_AIM_
Omit the pictures, then reproduce every remaining record exactly.
• • • • • • •
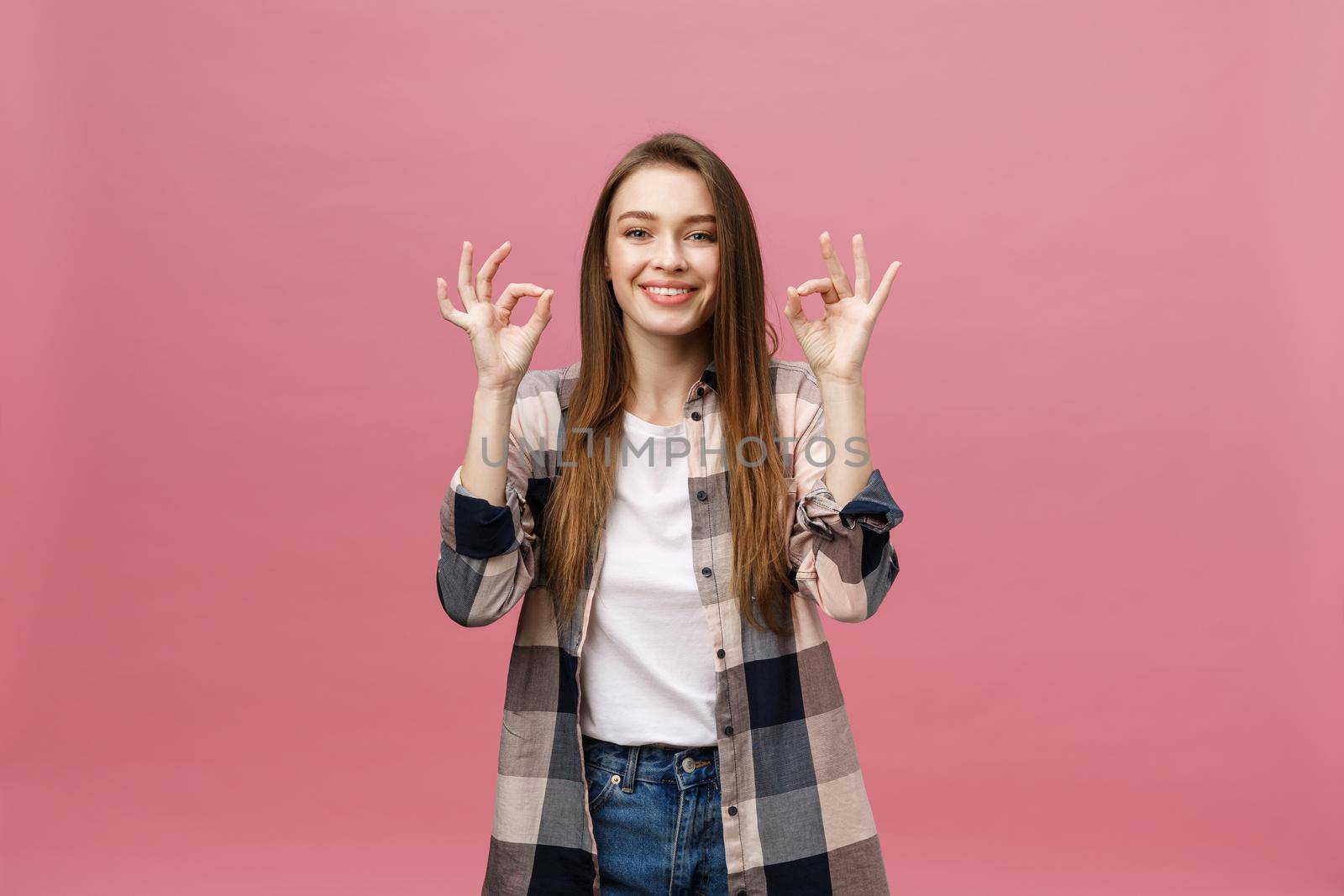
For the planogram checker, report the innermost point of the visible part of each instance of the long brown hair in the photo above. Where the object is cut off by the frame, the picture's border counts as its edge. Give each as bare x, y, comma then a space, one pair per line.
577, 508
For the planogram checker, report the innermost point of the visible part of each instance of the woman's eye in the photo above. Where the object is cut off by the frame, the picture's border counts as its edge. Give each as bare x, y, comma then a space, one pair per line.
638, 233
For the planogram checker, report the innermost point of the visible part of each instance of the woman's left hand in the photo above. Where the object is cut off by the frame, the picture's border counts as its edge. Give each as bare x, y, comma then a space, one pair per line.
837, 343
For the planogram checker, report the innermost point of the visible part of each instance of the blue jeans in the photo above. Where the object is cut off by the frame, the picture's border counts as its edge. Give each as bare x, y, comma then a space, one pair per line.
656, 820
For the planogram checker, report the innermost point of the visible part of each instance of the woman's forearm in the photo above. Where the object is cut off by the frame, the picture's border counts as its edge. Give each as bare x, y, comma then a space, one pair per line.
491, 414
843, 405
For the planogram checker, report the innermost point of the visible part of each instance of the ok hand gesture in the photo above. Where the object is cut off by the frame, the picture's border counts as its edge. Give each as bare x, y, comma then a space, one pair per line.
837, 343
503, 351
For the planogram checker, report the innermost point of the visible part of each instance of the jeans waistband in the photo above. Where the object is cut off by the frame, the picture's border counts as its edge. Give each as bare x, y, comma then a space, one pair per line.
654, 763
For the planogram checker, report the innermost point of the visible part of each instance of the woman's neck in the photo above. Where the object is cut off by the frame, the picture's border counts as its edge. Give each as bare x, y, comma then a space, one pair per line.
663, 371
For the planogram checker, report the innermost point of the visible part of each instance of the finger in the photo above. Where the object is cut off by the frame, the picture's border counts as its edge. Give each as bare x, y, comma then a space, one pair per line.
• • • • • • •
_SOLUTION TO THIS PROBLEM_
For the planogram checker, report the innermost point of the visible part of each instance of the long brown hair in the photo above. Where the object is cut off by the frame, the picture's border counts as its edge. Give each as bare x, y, comma then a space, one pair per line.
577, 508
For the planogram checker, report the innermost point of the visible part of each instance of the woman's eye in the photo above. Where the object is cut off by the frame, the picture's border counts as its edge. Give each as bare x, y, comma then a space, one pair per line.
638, 233
For the planogram checker, report the innermost point of the visible part of each instance of the woman's left hand in the photo above. Where the object is cut off by the frame, the picture's border counts as its edge. Give each as bare x, y, comma then a space, one pair per line.
837, 343
For the planogram checker, report the innermost point of the visible part of each instance of the blue jeans in the photo above. Where the object is cut off by the frame, the picture's border counts as its edge. Give each as bare x, y, comma then a space, one pair per line.
656, 820
For the planogram checker, report the innermost point of the visible part of each instance of the woman's forearm in the photo above. Where the object is cut off by the frame, the picture's border counts as its edge. Give each as bare x, y, comma then a space, one pair per line.
491, 414
843, 405
For the planogram checker, report the innermost point of the visible part of each instance of the ok hand gesture in the photo above. Where the object is cut off by the frame, the picture's border counts as its edge. Give each as bare x, y, comma then a space, one pair per line.
837, 343
503, 351
For the planogram checker, report the innermost point of the visible part of each instance of the jeans waistband in the photo above. Where the object is cut off by the frame, the picture's border counts as its edge. Give each as bare x, y, comma then a space, one pair per line.
654, 763
For the planogram checker, report the innermost point of the visible part of each instance of the woman's neck in the photo above. Where the object is cut off by the frame, the picture's border counts as its edge. Give each as bare x, y, comma then a space, one pair per line.
663, 371
For the planogram checker, report the innermost point of the visible part of each instance of the finger in the photo above. Where the object is cut off by the frame, the picture's border counts as its edge. Give each as bare x, y, comma then a space, one pair per line.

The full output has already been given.